**Problem requirements:**
Identify and pull out each line of the entries in which "point" occurs.

**Data for the task:**
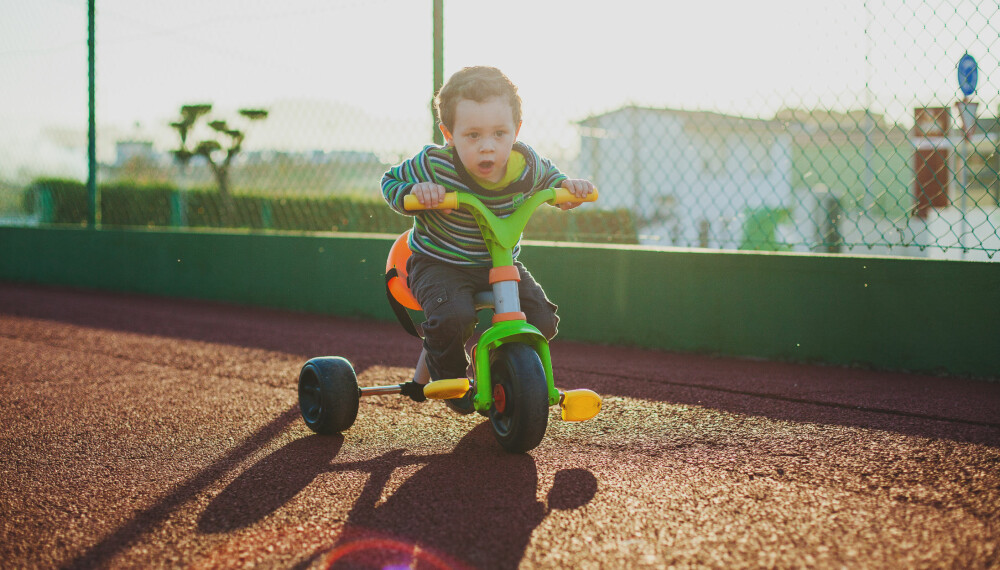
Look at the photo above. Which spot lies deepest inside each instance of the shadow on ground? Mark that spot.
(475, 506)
---
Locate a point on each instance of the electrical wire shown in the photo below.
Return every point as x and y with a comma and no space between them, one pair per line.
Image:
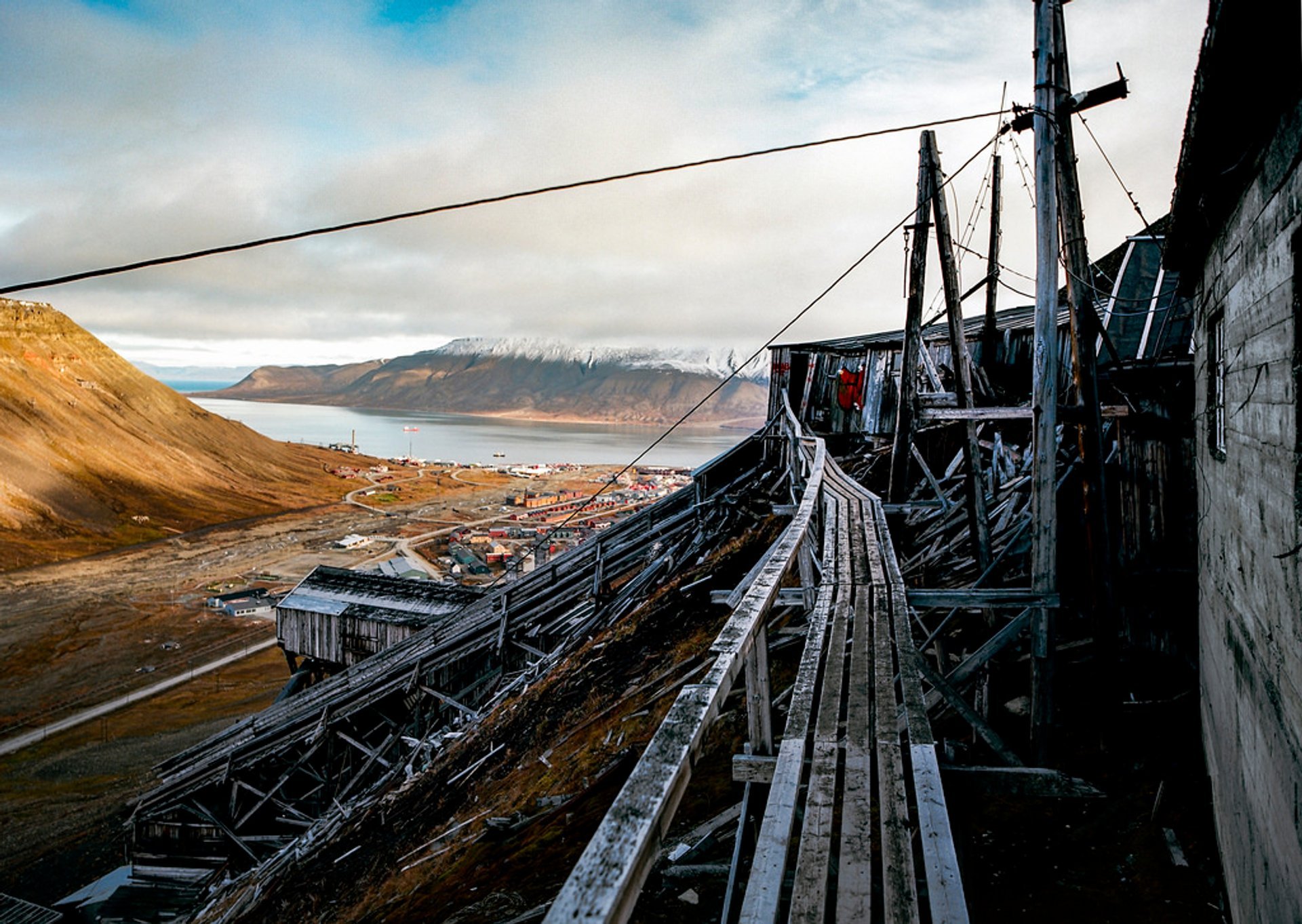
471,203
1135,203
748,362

**Your response:**
Locate a point on each instance of the electrical wire shown in the photo below.
Return every point as x and y with a comma and no space between them, one pair per line.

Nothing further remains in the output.